(TASK DATA)

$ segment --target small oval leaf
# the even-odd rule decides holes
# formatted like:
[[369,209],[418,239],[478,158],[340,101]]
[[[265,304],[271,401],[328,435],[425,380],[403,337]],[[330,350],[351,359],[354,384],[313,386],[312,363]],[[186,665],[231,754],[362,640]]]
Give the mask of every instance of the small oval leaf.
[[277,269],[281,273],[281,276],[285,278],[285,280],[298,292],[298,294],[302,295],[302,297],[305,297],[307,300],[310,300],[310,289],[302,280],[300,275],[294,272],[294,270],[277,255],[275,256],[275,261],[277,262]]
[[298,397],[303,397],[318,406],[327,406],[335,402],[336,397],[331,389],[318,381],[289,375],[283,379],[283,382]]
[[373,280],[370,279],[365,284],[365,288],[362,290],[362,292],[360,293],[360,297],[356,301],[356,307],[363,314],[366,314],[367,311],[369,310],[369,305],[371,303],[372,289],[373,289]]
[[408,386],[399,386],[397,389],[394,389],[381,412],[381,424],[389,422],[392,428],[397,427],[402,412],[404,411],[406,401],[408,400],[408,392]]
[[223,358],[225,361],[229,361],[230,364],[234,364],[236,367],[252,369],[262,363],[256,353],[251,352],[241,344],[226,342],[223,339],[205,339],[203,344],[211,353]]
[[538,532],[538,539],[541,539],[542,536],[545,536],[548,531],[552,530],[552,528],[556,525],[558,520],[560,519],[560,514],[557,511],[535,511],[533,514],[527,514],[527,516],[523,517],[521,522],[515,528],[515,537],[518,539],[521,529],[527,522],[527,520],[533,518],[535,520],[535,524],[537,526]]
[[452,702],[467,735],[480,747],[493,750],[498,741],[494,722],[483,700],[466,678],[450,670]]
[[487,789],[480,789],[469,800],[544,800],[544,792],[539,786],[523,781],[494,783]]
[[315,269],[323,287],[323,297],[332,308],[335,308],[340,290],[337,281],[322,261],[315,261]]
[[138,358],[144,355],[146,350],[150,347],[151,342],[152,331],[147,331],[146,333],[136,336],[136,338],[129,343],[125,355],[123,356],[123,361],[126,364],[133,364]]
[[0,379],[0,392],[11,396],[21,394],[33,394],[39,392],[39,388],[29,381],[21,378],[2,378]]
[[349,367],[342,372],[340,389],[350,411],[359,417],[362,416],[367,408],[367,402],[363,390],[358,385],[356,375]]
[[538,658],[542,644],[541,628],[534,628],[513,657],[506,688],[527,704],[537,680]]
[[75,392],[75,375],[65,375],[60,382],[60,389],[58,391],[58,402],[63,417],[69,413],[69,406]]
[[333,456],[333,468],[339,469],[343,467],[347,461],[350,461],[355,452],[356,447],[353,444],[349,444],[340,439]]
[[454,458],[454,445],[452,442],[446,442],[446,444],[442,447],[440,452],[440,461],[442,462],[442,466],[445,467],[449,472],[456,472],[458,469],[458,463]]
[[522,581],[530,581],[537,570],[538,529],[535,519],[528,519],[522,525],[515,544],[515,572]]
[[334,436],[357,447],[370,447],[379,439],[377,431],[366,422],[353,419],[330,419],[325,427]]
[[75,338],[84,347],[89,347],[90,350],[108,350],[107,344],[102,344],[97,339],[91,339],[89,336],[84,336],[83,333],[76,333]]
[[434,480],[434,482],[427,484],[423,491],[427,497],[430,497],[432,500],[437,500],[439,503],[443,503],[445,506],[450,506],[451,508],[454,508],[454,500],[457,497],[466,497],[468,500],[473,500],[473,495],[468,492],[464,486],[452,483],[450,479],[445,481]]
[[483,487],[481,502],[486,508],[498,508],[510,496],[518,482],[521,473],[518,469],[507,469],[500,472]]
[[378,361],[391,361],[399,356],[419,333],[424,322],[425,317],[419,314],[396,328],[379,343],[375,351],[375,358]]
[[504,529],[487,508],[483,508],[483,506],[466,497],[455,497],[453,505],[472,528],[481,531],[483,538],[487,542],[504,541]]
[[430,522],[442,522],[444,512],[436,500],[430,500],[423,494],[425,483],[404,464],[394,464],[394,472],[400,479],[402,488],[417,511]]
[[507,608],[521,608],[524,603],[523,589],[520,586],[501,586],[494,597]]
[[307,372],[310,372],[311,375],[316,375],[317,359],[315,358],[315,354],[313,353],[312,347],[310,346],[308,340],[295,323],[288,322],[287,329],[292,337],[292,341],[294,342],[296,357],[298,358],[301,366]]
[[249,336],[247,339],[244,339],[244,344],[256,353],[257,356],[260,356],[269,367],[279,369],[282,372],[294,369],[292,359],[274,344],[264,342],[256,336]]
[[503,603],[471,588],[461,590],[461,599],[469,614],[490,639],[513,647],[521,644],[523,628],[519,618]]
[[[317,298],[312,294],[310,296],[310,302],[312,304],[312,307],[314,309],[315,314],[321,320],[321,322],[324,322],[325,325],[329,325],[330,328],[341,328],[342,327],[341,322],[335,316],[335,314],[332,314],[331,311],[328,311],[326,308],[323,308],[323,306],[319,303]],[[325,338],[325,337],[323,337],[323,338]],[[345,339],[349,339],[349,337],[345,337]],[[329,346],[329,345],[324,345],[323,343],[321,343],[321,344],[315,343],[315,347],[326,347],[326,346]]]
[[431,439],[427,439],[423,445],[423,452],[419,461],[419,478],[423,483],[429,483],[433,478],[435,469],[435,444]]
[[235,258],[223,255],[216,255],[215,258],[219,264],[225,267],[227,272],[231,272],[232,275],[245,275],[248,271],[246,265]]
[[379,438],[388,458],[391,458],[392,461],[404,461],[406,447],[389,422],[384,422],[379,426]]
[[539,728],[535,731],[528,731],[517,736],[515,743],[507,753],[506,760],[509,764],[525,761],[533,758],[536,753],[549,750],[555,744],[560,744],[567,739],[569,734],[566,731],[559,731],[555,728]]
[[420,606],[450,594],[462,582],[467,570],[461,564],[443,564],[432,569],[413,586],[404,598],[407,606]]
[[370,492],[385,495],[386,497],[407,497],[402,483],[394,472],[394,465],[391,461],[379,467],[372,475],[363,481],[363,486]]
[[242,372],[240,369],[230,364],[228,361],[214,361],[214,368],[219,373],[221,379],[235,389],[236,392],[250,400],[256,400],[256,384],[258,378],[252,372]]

(End TASK DATA)

### DIRECTIONS FOR THIS TASK
Search the entries for "small" and copy each matching line.

### RESULT OF THE TASK
$ segment --target small oval leaf
Give the mask of every instance of the small oval leaf.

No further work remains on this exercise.